===== PAGE EXCERPT =====

THE INSPIRATION FOR CoHo Productions' contribution to this year's Fertile Ground festival, Charlotte Perkins Gilman's 1892 short story, "The Yellow Wallpaper," is widely considered one of the hallmarks of early feminist literature. Based on her own experiences with a diagnosis of postpartum psychosis, and a prescription—for a so-called "rest cure"—that she believed brought her closer to a breakdown, Gilman's story is told by an unnamed narrator confined to an upstairs bedroom in a rented home for the summer. Isolated "for her own good,"

The narrator, here called "Charlotte" (see what they did there?), becomes obsessed with the yellow wallpaper in the bedroom, which initially disturbs and comes to fascinate her as her mental health deteriorates.

Charlotte's husband, John, also her doctor, was drawn to her intelligence and ambition when they met, but now sees her as a fascinating (and frustrating) medical case. As Charlotte begins to actually lose her mind, the longer she spends in the room—deprived of books, work, and purpose—the play begins to take a seriously creepy turn. There's a woman who emerges and retreats into the wallpaper, who looks like Charlotte (but also oddly like the girl from The Ring).

===== DATA =====

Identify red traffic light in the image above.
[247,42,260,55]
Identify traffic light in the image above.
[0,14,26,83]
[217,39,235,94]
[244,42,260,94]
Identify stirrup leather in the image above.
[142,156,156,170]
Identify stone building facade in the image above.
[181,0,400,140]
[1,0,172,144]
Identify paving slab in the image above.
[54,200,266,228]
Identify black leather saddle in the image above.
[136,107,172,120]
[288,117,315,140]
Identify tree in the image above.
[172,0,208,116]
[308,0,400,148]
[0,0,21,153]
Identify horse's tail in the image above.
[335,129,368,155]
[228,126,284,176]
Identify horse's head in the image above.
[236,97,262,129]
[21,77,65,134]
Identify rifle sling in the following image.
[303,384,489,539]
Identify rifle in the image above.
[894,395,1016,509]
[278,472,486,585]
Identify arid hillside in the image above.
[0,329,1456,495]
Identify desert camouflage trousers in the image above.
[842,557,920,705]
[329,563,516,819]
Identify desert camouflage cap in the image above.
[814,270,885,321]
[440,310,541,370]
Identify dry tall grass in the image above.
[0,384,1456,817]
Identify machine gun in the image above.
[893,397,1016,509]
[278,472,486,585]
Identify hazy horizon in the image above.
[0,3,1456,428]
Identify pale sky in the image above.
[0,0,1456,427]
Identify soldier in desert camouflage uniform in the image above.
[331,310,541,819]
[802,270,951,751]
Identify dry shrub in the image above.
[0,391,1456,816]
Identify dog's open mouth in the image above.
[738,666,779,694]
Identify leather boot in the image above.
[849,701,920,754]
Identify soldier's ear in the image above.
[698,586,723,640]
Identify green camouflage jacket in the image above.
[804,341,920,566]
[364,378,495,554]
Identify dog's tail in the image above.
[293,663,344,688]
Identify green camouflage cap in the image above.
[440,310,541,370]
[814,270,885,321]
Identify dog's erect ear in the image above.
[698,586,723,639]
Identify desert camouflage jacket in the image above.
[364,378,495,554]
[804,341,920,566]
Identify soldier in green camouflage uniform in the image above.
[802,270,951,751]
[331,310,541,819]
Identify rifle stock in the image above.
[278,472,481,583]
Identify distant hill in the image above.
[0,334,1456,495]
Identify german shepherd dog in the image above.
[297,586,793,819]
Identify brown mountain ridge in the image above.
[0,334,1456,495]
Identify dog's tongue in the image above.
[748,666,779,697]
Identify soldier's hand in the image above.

=====

-- ACTIVITY A --
In the Yellow Wallpaper article, what is the name of Charlotte's husband, who is also her doctor?
-- ACTIVITY B --
State whether each statement agrees with the Yellow Wallpaper article: (i) Gilman's story was published in 1892. (ii) The narrator is confined to a downstairs bedroom. (iii) In the room, Charlotte is deprived of books, work, and purpose.
-- ACTIVITY C --
Write out the stretch of the Yellow Wallpaper article from "THE INSPIRATION FOR" through "mental health deteriorates.".
None of this data is needed.

-- EXERCISE RESPONSE A --
John

-- EXERCISE RESPONSE B --
(i) Yes: "Charlotte Perkins Gilman's 1892 short story"
(ii) No: "confined to an upstairs bedroom in a rented home for the summer"
(iii) Yes: "deprived of books, work, and purpose"

-- EXERCISE RESPONSE C --
THE INSPIRATION FOR CoHo Productions' contribution to this year's Fertile Ground festival, Charlotte Perkins Gilman's 1892 short story, "The Yellow Wallpaper," is widely considered one of the hallmarks of early feminist literature. Based on her own experiences with a diagnosis of postpartum psychosis, and a prescription—for a so-called "rest cure"—that she believed brought her closer to a breakdown, Gilman's story is told by an unnamed narrator confined to an upstairs bedroom in a rented home for the summer. Isolated "for her own good,"

The narrator, here called "Charlotte" (see what they did there?), becomes obsessed with the yellow wallpaper in the bedroom, which initially disturbs and comes to fascinate her as her mental health deteriorates.